■ Tasks:
#1 Condense the paragraph in the webinar Q&A that begins "Adam Leath: It's a great question" into a short bulleted list that keeps its main points.
#2 Pick up the webinar Q&A on video testimony and carry it on from the point where it stops.

■ Excerpted passage:
========
Webinar presenter Adam Leath answered a number of your questions after his presentation, Video Testimony: The Virtual Courtroom for the ACO. Here are just a few of his responses.
Host: Here in Justice Clearinghouse, we take every single one of our speakers to a tech check to mitigate technical challenges ahead of time. Do the courts do that or is that something you think might be a good suggestion for our courts and administrators?
Adam Leath: It’s a great question. And, a little embarrassing and ironic actually that I had IT issues in the middle of a presentation about IT issues. So, yes, the court should and I’m sure there are courts who have taken a very proactive role in that. It’s not something that happens universally, and I would say that the vast majority of those that are entering the courtroom could probably use some additional training on technology. So, my experience has been, there’s always a need for additional training.
Audience Question: When folks testify virtually, are they practicing first or are they rehearsing how to testify, how to connect through the camera, get the lighting straight. Are they practicing first?
Adam Leath: They are, and we talked earlier in the presentation about prepping with your counsel, that’s exactly what we did during that process. So, those questions were created for the prosecutor to ask or the county/attorney to ask us. She was rehearsing those questions; she actually went through her entire testimony. Throughout that process, so she knew what to expect, she knew what questions were going to be coming up. And she knew what information would be important for us to be able to portray to the court.
Audience Question: So, how does this compare when you were prepping for in-person testimony? Is it the same amount of preparation, are you prepping more for a virtual testimony?
========
■ Provided data:
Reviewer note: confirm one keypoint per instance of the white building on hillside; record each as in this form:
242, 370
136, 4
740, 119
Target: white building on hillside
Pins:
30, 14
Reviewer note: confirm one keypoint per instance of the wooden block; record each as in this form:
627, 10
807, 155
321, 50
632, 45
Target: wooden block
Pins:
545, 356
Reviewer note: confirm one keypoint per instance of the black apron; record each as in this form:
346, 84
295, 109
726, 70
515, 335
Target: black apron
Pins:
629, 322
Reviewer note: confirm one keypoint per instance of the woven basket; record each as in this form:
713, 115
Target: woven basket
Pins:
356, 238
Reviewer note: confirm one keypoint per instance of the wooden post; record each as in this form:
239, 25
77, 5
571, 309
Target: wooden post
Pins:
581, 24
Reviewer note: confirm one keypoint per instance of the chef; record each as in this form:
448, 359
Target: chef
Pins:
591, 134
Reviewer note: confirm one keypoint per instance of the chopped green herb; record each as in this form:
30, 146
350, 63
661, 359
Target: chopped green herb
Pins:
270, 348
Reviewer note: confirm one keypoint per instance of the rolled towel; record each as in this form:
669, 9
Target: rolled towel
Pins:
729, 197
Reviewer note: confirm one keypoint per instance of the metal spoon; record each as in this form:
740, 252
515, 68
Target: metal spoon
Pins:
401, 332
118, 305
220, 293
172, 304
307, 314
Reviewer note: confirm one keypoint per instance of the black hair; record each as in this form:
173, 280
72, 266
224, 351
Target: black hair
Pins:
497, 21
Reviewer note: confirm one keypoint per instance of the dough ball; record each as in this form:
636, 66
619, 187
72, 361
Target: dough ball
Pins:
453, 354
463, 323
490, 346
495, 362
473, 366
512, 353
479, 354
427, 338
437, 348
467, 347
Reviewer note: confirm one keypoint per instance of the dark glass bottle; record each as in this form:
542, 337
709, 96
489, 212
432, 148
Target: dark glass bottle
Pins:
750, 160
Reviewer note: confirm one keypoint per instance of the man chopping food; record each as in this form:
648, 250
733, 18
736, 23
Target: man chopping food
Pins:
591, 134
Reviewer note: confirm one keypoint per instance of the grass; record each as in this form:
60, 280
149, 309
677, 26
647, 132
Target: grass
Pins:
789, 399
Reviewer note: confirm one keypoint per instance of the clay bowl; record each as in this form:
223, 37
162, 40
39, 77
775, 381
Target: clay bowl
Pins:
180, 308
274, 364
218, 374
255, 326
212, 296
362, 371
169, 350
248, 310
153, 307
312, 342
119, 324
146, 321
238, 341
========
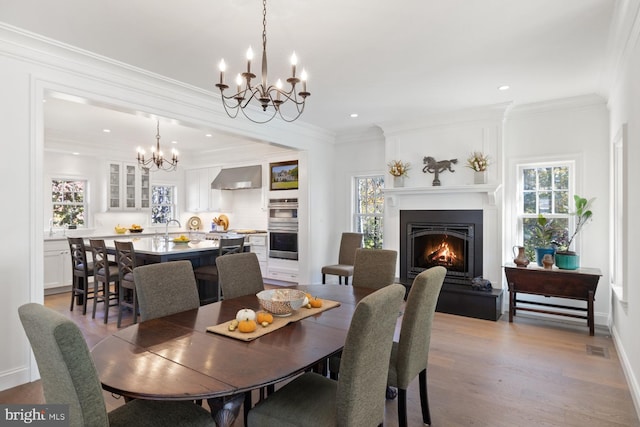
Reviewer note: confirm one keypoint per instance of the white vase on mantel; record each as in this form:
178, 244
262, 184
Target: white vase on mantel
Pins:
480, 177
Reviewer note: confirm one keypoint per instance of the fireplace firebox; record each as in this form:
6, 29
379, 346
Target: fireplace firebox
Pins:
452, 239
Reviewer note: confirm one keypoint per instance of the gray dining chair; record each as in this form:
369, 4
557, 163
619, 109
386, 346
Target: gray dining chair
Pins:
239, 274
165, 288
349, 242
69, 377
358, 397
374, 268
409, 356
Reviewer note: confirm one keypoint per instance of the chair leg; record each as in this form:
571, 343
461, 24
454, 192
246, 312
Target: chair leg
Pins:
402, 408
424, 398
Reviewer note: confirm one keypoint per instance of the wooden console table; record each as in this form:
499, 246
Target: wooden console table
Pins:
========
■ Replies:
#1
- Leath found it embarrassing and ironic to have IT issues during a presentation about IT issues.
- Courts should run tech checks, and some courts have likely taken a proactive role in this.
- The practice is not universal.
- Most people entering the courtroom could probably use more technology training.
- In his experience, there is always a need for additional training.

#2
Adam Leath: I think it’s more challenging because our prosecutors have been working from home as well. And so, trying to find the ability for you and the prosecutor to meet in person when you have a large caseload, they also are in front of their computer most of the day. It has been a little more challenging in terms of scheduling. We do our prep sessions virtually. But there are things you can’t show, we can’t show a physical item of evidence that easily. You had to show a picture. So, that was definitely a lot of need there for prep work and for you to work with your prosecutor.
Audience Question: So, given the videos, there were several instances where there varying decrease of audio quality or audio interference from one participant to the next. Even with the same person’s presentation, what is your best piece of advice? Do you recommend somebody saying, “Judge, can we pause and get the audio rectified?” What is the best advice when you just simply can’t understand what the person is saying?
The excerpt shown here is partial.